▸ What is asked
Write out every entry exactly as it appears.
==== Records for this task
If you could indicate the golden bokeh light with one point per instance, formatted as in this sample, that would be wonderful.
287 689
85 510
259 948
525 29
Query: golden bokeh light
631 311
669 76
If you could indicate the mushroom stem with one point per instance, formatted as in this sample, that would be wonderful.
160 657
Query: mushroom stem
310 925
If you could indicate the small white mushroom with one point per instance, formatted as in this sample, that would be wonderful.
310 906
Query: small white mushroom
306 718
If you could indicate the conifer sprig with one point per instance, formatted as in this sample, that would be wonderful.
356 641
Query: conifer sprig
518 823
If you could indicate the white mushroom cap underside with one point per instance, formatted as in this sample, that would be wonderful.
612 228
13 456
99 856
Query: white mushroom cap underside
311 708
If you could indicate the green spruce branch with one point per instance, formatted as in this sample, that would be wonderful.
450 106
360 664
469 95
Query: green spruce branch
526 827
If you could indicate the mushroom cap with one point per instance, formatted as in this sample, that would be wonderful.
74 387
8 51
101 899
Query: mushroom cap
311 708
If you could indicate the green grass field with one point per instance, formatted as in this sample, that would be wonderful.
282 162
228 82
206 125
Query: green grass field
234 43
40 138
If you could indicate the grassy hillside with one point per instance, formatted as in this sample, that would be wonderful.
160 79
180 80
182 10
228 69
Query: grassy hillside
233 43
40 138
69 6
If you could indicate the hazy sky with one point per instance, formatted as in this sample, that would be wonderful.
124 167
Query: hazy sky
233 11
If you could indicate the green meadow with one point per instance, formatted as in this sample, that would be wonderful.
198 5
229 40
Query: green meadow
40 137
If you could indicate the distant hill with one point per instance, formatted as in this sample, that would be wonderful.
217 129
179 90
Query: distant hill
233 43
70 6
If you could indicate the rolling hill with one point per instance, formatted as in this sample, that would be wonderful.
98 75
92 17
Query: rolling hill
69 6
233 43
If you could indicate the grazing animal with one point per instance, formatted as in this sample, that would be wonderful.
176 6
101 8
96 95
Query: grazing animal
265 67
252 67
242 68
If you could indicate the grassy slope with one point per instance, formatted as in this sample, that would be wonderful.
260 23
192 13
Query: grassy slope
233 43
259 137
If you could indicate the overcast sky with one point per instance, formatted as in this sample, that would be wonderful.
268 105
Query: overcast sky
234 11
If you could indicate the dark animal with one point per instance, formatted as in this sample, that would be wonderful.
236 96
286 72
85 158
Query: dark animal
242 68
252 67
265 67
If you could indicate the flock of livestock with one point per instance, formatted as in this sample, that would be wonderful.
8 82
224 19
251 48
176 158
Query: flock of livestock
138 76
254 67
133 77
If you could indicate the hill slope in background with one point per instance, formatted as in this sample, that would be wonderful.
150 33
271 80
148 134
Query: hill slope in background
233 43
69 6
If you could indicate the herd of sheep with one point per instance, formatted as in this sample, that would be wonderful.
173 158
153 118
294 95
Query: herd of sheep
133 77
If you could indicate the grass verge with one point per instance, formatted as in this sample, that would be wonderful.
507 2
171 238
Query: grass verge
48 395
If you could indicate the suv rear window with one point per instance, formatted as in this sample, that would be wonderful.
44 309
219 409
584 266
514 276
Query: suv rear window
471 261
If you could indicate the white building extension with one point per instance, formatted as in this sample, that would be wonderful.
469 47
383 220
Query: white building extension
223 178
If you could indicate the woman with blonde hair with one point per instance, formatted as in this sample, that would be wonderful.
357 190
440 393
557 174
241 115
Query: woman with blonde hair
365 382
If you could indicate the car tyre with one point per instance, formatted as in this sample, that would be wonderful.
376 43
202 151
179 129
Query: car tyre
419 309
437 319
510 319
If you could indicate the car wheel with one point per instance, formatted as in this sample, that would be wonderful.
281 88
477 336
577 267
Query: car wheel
========
▸ Exercise solution
If you could indicate the golden bokeh light with one point per instance, formatted as in this sample, that would be wonderful.
287 689
85 510
259 948
525 29
Query: golden bokeh light
631 311
669 76
If you could indicate the mushroom stem with one point per instance, formatted as in this sample, that would be wonderful.
160 657
Query: mushroom stem
310 925
If you could indicate the small white mushroom with one point per instance, formatted as in this sample, that would be wonderful.
310 906
Query: small white mushroom
306 718
If you could indicate the conifer sprig with one point per instance, formatted as in this sample, that would be wonderful.
356 641
Query: conifer sprig
518 823
If you could indicate the white mushroom cap underside with one point per instance, formatted as in this sample, that would be wonderful.
612 228
13 456
99 856
Query: white mushroom cap underside
311 708
If you could indicate the green spruce branch with one point per instance, formatted as in this sample, that would be wonderful.
450 106
360 664
469 95
Query: green spruce branch
526 827
If you could indicate the mushroom cap with one point per instance, formatted as in this sample, that would be wonderful.
74 387
8 51
101 899
Query: mushroom cap
311 708
If you could indicate the green grass field with one point per instance, formatted as in this sample, that would be wonderful.
282 162
228 82
206 125
Query: green grass field
234 43
40 138
If you could indicate the grassy hillside with one point per instance, formatted as in this sample, that would be wonderful.
160 79
180 80
182 10
228 69
Query: grassy hillside
233 43
40 138
69 6
If you could indicate the hazy sky with one point per instance, formatted as in this sample, that would be wonderful.
124 167
Query: hazy sky
233 11
If you could indicate the green meadow with one point per instance, formatted as in this sample, that would be wonderful.
198 5
229 40
Query: green meadow
40 137
If you could indicate the distant hill with one point per instance, formatted as in this sample, that would be wonderful.
217 129
179 90
Query: distant hill
233 43
70 6
If you could indicate the rolling hill with one point per instance, formatted as in this sample, that would be wonderful.
98 75
92 17
Query: rolling hill
69 6
233 43
If you could indicate the grazing animal with one point per instance, formatted as in this sample, that would be wonderful.
176 6
101 8
96 95
Query: grazing animal
265 67
252 67
242 68
If you could indicate the grassy slope with one point per instance, formatted as in this sample, that would be wonderful.
260 23
192 13
Query: grassy slope
233 43
259 137
If you could indicate the overcast sky with one point per instance, formatted as in this sample, that would be wonderful.
268 105
Query: overcast sky
234 11
If you could indicate the dark animal with one point per instance, formatted as in this sample, that would be wonderful.
236 96
286 72
85 158
Query: dark animal
242 68
252 67
265 67
If you could indicate the flock of livestock with one point per instance, formatted as in this sample, that would be wonderful.
8 82
224 19
251 48
176 158
Query: flock of livestock
138 76
254 67
133 77
If you could indicate the hill slope in background with one point per instance, formatted as in this sample, that would be wonderful.
150 33
271 80
148 134
Query: hill slope in background
233 43
69 6
If you could indicate the herd of sheep with one point per instance, formatted as in this sample, that would be wonderful.
173 158
153 118
294 95
Query: herd of sheep
133 77
If you could indicate the grass verge with one point per instance, formatted as in this sample, that would be wonderful.
507 2
171 238
Query: grass verge
48 395
If you could indicate the suv rear window with one point per instance, formatted as in this sample, that would be wonderful.
44 309
219 409
584 266
514 276
Query: suv rear window
471 261
If you could indicate the white building extension with one point per instance, formatted as in this sample, that would be wonderful.
469 47
383 220
Query: white building extension
223 178
If you could indicate the woman with blonde hair with one point per instance, formatted as in this sample, that would be wonderful.
357 190
440 393
557 174
241 115
Query: woman with blonde hair
365 382
If you could indicate the car tyre with one point per instance, formatted as in this sample, that would be wonderful.
376 43
202 151
179 129
Query: car tyre
419 309
437 319
510 319
If you could indicate the car wheel with one point per instance, formatted as in this sample, that would be wonderful.
281 88
477 336
577 267
Query: car wheel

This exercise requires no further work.